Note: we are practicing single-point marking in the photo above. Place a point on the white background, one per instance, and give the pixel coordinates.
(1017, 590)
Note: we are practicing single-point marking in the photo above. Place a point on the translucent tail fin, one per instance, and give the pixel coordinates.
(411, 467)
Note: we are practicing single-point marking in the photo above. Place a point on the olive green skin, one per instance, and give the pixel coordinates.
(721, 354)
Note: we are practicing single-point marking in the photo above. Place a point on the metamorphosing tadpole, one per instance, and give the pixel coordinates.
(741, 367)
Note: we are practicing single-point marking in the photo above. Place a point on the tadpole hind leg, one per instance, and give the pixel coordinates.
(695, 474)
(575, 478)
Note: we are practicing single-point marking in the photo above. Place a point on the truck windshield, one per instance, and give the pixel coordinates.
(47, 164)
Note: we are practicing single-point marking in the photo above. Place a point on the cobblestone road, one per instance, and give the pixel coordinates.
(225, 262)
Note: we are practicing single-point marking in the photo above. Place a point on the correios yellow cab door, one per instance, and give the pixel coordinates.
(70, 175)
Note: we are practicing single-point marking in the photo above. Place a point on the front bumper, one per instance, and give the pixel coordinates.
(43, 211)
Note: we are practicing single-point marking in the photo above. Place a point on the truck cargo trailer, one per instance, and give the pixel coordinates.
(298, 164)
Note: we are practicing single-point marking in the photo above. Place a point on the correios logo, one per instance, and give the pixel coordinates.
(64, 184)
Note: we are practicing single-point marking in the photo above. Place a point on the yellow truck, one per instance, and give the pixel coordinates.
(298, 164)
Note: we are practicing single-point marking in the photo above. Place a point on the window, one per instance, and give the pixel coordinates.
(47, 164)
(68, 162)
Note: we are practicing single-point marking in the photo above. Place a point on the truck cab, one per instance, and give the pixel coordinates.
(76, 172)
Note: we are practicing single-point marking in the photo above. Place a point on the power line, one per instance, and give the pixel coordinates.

************

### WHAT TO PRODUCE
Type out the full listing again, exactly as given.

### RESPONSE TO THIS EXERCISE
Note: we are practicing single-point marking in the photo above. Place a point on the white background, one per instance, and give the pixel coordinates.
(1017, 590)
Note: we are practicing single-point marking in the photo above. Place a point on the translucent tail fin, one per instance, and give the pixel coordinates.
(411, 467)
Note: we are practicing single-point marking in the photo above. Place a point on the olive green skin, one per instance, and give the pixel coordinates.
(721, 354)
Note: we are practicing single-point marking in the photo above. Place a point on the metamorphosing tadpole, one per instance, and give the pixel coordinates.
(741, 367)
Note: we are practicing single-point marking in the photo above. Place a point on the tadpole hind leg, one per instance, and give the pixel coordinates.
(695, 474)
(575, 478)
Note: we are practicing single-point marking in the photo above. Place a point on the truck windshield, one per instance, and give the pixel coordinates.
(47, 164)
Note: we are practicing single-point marking in the photo above. Place a point on the cobblestone road, one per instance, and give the pixel coordinates.
(225, 262)
Note: we are practicing single-point marking in the photo above. Place a point on the correios yellow cab door, one per instance, and give the pixel coordinates.
(70, 175)
Note: we are practicing single-point marking in the photo above. Place a point on the front bumper, one per instance, and give the pixel coordinates.
(43, 211)
Note: we are practicing single-point marking in the photo above. Place a point on the truck cargo trailer, one per instance, and give the pixel coordinates.
(298, 164)
Note: we are practicing single-point marking in the photo above. Place a point on the correios logo, one per instance, and give the pixel coordinates.
(64, 184)
Note: we are practicing single-point marking in the photo above. Place a point on the yellow truck, one per instance, and give the pixel coordinates.
(298, 164)
Note: we are practicing single-point marking in the photo above. Place a point on the window, one per instance, and give the pixel coordinates.
(47, 164)
(68, 162)
Note: we are practicing single-point marking in the photo above. Place a point on the truck cab, one per instance, and give the pixel coordinates.
(76, 172)
Note: we are practicing single-point marking in the photo above. Place a point on the power line, one per instance, and give the pixel coordinates.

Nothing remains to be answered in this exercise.